• **Text**
━━━━
The Revolutionary Guard warned U.S. armed forces not to “repeat their acts of aggression” or, otherwise, Iran’s “devastating response” would broaden. Bahrain’s military, meanwhile, said in a statement that its systems “confronted, intercepted and destroyed an undetermined number of treacherous Iranian aerial attacks.” In Qatar, Al Jazeera reported that many citizens were awakened by mobile alerts telling people to stay inside their homes, away from windows or glass doors, because the blast wave from drones and missiles that struck nearby or were intercepted could shatter glass.

Still, the Iranian strike was, to some extent, restrained and did not last long. Qatar’s foreign minister, Mohammed bin Abdulrahman al Thani, phoned his Iranian counterpart, Abbas Araghchi, on Thursday morning to discuss the escalation between the United States and Iran over the past two days. The Qatari official criticized the attacks—allegedly by Iran—on vessels in the Strait of Hormuz earlier in the week that prompted the U.S. military’s forceful response, and stressed that “these actions undermine confidence,” endangering the fragile cease-fire signed on June 17 between Washington and Tehran; he therefore proposed a return to dialogue.

One of the infrastructures struck by the United States was a railway bridge on the Tehran–Mashhad line, where the body of the former Supreme Leader, Ali Khamenei’s father, is scheduled to be buried this Thursday following a week of mass funeral rites in several cities in Iran and Iraq.
━━━━
• **Data drawn from a collection**
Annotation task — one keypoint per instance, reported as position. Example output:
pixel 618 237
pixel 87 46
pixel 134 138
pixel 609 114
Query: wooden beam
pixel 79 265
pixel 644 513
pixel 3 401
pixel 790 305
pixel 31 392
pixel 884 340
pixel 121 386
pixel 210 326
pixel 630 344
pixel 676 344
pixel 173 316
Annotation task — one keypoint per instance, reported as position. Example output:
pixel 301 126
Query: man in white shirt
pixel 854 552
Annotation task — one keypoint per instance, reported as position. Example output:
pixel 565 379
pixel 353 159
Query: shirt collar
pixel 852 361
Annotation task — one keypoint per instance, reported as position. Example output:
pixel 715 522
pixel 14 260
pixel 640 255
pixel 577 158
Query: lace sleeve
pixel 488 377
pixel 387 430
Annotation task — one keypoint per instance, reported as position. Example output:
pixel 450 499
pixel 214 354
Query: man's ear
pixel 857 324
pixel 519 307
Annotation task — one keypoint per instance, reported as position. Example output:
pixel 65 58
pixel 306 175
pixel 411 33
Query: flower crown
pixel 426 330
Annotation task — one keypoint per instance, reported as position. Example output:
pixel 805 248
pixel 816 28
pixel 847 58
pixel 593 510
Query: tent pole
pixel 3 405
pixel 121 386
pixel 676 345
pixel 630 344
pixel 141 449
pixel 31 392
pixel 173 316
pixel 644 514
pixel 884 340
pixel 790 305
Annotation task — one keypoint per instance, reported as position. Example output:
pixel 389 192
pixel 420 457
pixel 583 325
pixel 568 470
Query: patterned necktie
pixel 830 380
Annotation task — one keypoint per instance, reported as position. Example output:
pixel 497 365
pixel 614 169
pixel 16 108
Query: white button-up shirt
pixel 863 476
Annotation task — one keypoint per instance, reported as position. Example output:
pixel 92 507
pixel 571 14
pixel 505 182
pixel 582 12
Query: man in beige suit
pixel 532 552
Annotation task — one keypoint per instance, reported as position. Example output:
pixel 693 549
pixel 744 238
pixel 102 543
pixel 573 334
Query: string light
━━━━
• **Task**
Carry the news article about the U.S.–Iran escalation forward from its final sentence above.

• **Answer to the problem**
Also on Thursday, Iran’s Foreign Ministry spokesman Esmaeil Baqaei lashed out at the United States’ European allies, accusing them of “deliberate complicity” after, during this week’s NATO summit, the alliance’s secretary general, Mark Rutte, said that bases on European territory had been used for “5,000 takeoffs” in missions related to Operation Epic Fury against the Asian country.

Those remarks, which have already caused friction with several European capitals that said they had denied the U.S. access to their bases, were meant to appease a Donald Trump angry at what he sees as a lack of European support for his war on Iran, but they did not go unnoticed in Tehran.

“Those who provided their territories, military bases and infrastructure to enable the aggression cannot evade responsibility for their contribution to an unprovoked aggression and its serious consequences,” the Iranian spokesman said, adding that Rutte’s “self-satisfaction” “does not reflect strength” but rather “a servile, flattering-courtier mentality.”